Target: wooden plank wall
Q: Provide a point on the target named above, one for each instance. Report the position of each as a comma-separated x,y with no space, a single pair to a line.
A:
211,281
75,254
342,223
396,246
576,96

Aim of the task: Print nothing but the lines from the one that contains "Q: Provide a" to the final line of the data, both included, exactly as they read.

Expected answer:
Q: Provide a point on the target named above, one for each instance. Report the position of each as a comma-separated x,y with no space, a single pair to a line.
A:
211,281
75,254
342,223
396,246
576,96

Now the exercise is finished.